With the adoption of the IFRS 9 accounting standard into EU law, it is full steam ahead for banks to deploy credit models that estimate Expected Credit Loss (ECL) accounting values. The standard requires firms to account for lifetime ECL on loans that have experienced a “significant increase in credit risk” (SICR), but allows firms to reach their own conclusions as to just how much credit risk ought to be viewed as “significant”.
Most firms have developed their first suite of ECL models, and are able to estimate 12-month and lifetime ECL under various input assumptions such as forward economic scenarios. However, many firms have held off finalising their definition of SICR until additional forward economic scenarios have been developed. The wait-and-see approach also allows some degree of consensus in interpretation to emerge.
Credit risk, and movements in credit risk, are of course quantifiable using well-established techniques. But what should count as a “significant” increase? The IFRS 9 standard strongly suggests in paragraph 5.5.9 that SICR should be a function of movements in remaining lifetime PD as well as other qualitative factors, but gives little detail on how or where to calibrate the PD threshold.

(Records):
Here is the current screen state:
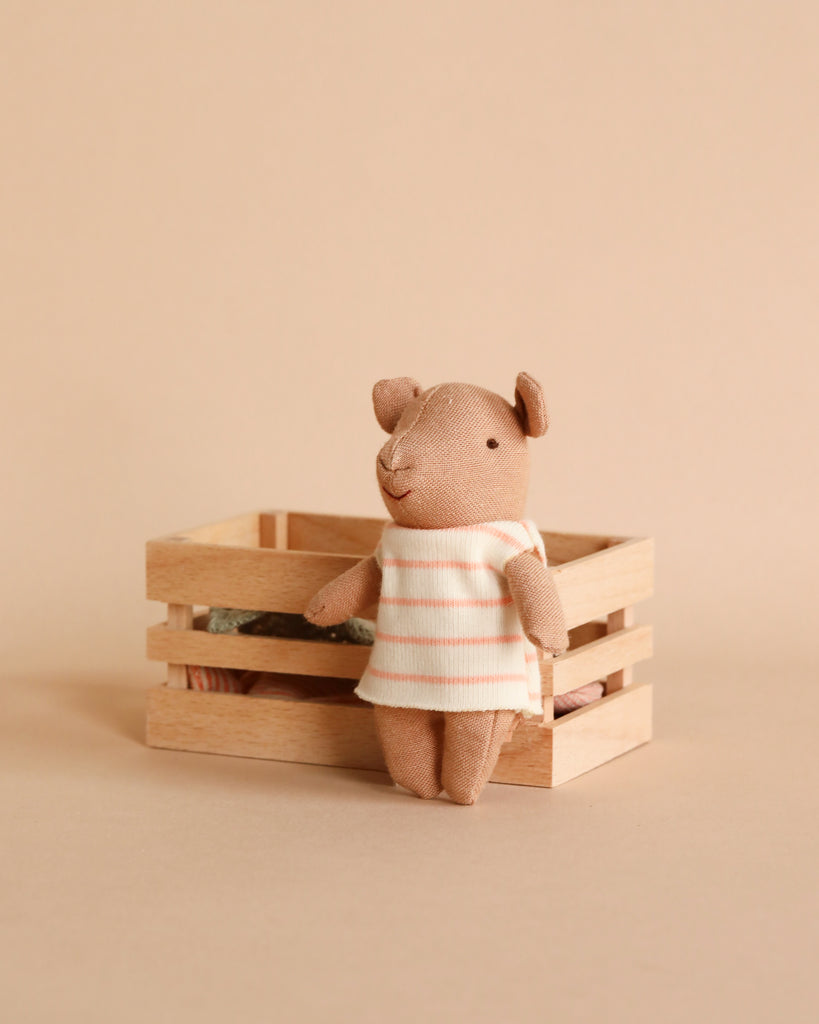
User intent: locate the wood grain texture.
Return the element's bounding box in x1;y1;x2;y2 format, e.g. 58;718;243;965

--

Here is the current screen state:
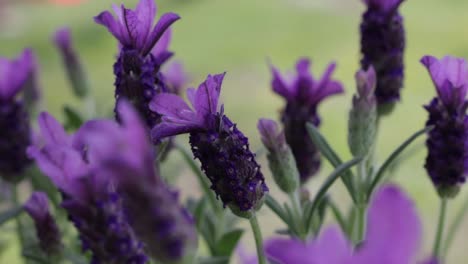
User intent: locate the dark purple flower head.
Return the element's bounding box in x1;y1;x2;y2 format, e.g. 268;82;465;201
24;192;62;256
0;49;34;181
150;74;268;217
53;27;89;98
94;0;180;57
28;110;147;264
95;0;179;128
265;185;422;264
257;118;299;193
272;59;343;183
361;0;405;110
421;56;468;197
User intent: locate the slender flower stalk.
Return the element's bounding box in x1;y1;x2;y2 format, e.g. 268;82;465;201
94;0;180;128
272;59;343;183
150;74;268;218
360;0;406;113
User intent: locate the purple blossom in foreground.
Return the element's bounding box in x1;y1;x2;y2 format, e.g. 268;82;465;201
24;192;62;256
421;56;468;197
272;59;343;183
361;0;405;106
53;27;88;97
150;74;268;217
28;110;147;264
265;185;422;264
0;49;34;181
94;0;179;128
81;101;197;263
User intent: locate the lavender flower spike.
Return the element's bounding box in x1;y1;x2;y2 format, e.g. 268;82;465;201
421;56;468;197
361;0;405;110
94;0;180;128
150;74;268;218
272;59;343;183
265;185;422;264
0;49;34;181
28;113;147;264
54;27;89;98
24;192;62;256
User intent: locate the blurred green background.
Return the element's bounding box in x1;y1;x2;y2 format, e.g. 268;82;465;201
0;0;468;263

==

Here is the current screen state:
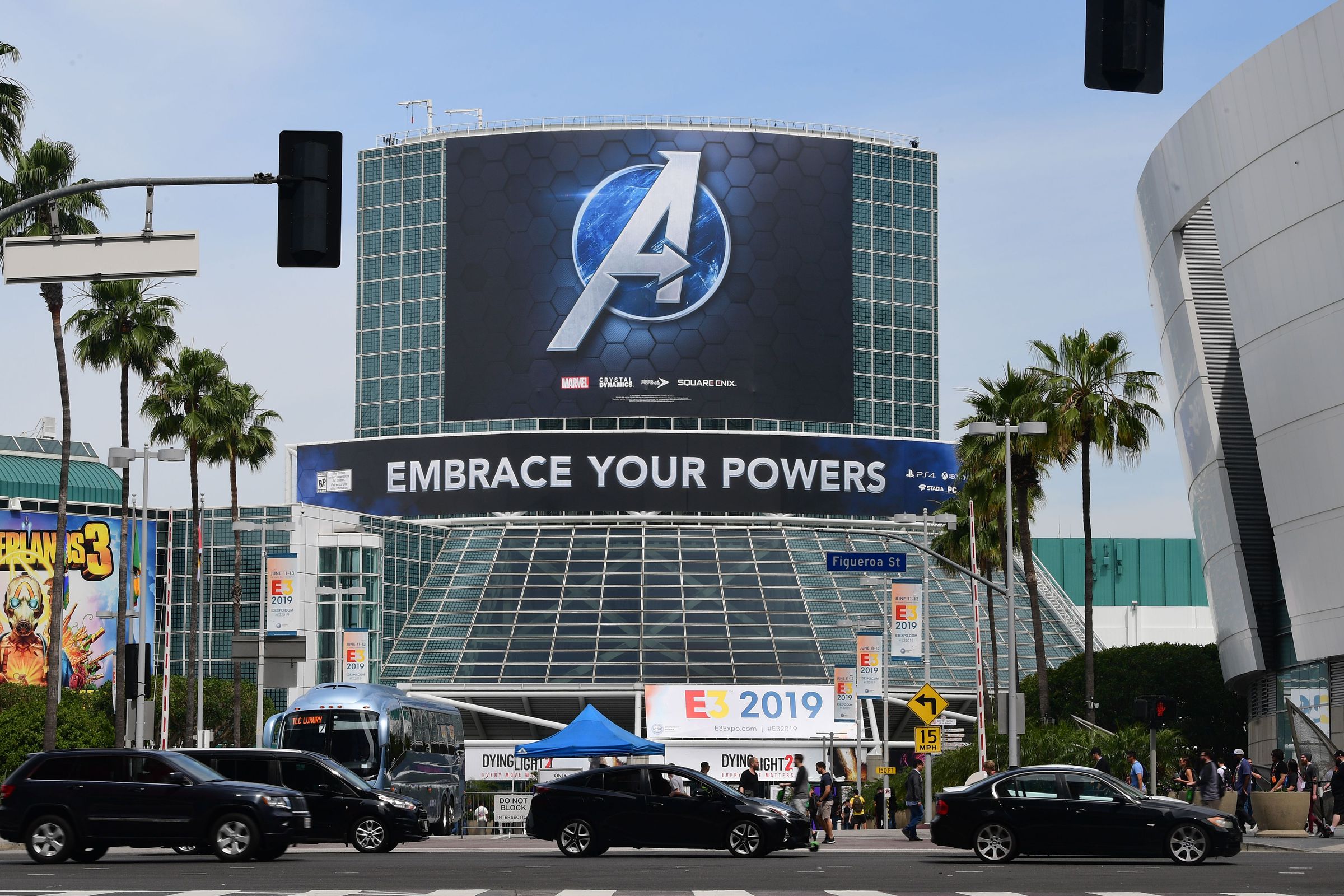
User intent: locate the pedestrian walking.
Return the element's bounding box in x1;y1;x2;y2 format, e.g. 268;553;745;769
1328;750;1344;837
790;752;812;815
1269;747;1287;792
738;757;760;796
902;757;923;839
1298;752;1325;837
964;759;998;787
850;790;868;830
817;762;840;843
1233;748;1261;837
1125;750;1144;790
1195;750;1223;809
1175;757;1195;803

(Task instructions):
Return the part of the IFRS 9 text from "Most firms have" up to and including "the PD threshold.", word for word. The records have nothing to do with the IFRS 9 text.

(Finished answer):
Most firms have developed their first suite of ECL models, and are able to estimate 12-month and lifetime ECL under various input assumptions such as forward economic scenarios. However, many firms have held off finalising their definition of SICR until additional forward economic scenarios have been developed. The wait-and-see approach also allows some degree of consensus in interpretation to emerge.
Credit risk, and movements in credit risk, are of course quantifiable using well-established techniques. But what should count as a “significant” increase? The IFRS 9 standard strongly suggests in paragraph 5.5.9 that SICR should be a function of movements in remaining lifetime PD as well as other qualitative factors, but gives little detail on how or where to calibrate the PD threshold.